任務說明:
請把下方二叉樹操作文字中以「void createBT(Tree &root,int data[])」開頭的那段程式碼，改寫成條列式的步驟說明，並保留其主要內容。

二叉樹的操作

對於二叉樹的操作，做一個簡單的總結；
Tips：針對於任何樹的操作，首先需要判斷是不是空樹
樹的結構體：
int index = 0;

typedef struct BiTree
{
    int data;
    BiTree* lchild;
    BiTree* rchild;
}*Tree;

創建樹的操作：

void createBT(Tree &root,int data[])
{
    int value = data[index++];
    if(value == -1)
    {
        root = NULL;
    }
    else
    {
        root = new BiTree;
        root->data = value;
        createBT(root->lchild,data);
        createBT(root->rchild,data);
    }
}

計算結點個數：

int Count_Leaf(Tree &root)
{
    int count = 0;
    if(!root)
    {
        return count;
    }
    count = Count_Leaf(root->lchild)+Count_Leaf(root->rchild)+1;
    return count;
}

計算樹中葉子結點個數

int Count(Tree &root)
{
    if(!root)
        return 0;
    if(root->lchild == NULL && root->rchild == NULL)
        return 1;
    int numLeft = Count(root->lchild);
    int numRight = Count(root->rchild);
    return (numLeft+numRight);
}

二叉樹的深度：

int BT_depth(Tree &root)
{
    if(!root)
        return 0;
    int depth_left = BT_depth(root->lchild)+1;
    int depth_right = BT_depth(root->rchild)+1;
    return depth_left>depth_right?depth_left:depth_right;
}

二叉樹的bfs遍歷：

void Level(Tree &root)
{
    cout << "二叉樹的層次遍歷" << endl;
    queue<BiTree*> que;
    if(!root)
        return;
    que.push(root);
    while(!que.empty())
    {
        root = que.front();
        que.pop();
        cout << root->data << " ";
        if(root->lchild)
            que.push(root->lchild);
        if(root->rchild)
            que.push(root->rchild);
    }
}

二叉樹的dfs遍歷：

void dfs(Tree &root)
{
    stack<BiTree*> s;
    if(!root)
        return;
    s.push(root);
    while(!s.empty())
    {
        root = s.top();
        cout << root->data << " ";
        s.pop();
        if(root->rchild)
            s.push(root->rchild);
        if(root->lchild)
            s.push(root->lchild);
    }
}

二叉樹第K層結點數：

int K_level(Tree &root,int k)
{
    if(!root || k<1)
        return 0;
    if(k == 1)

給定資料:
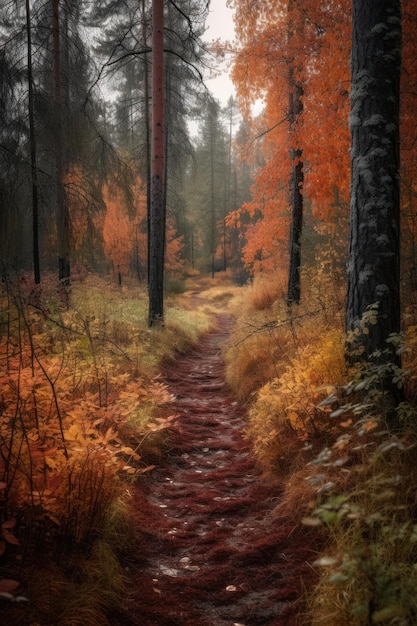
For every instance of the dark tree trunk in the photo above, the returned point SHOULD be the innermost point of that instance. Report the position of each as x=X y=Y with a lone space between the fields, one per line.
x=147 y=127
x=373 y=269
x=295 y=108
x=32 y=141
x=61 y=207
x=157 y=221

結果:
- 取出 data[index] 作為 value，然後 index 加一。
- 若 value 等於 -1，將 root 設為 NULL。
- 否則新建一個 BiTree 結點賦給 root，並把它的 data 設為 value。
- 接著用同一個 data 陣列遞迴建立左子樹 root->lchild，再遞迴建立右子樹 root->rchild。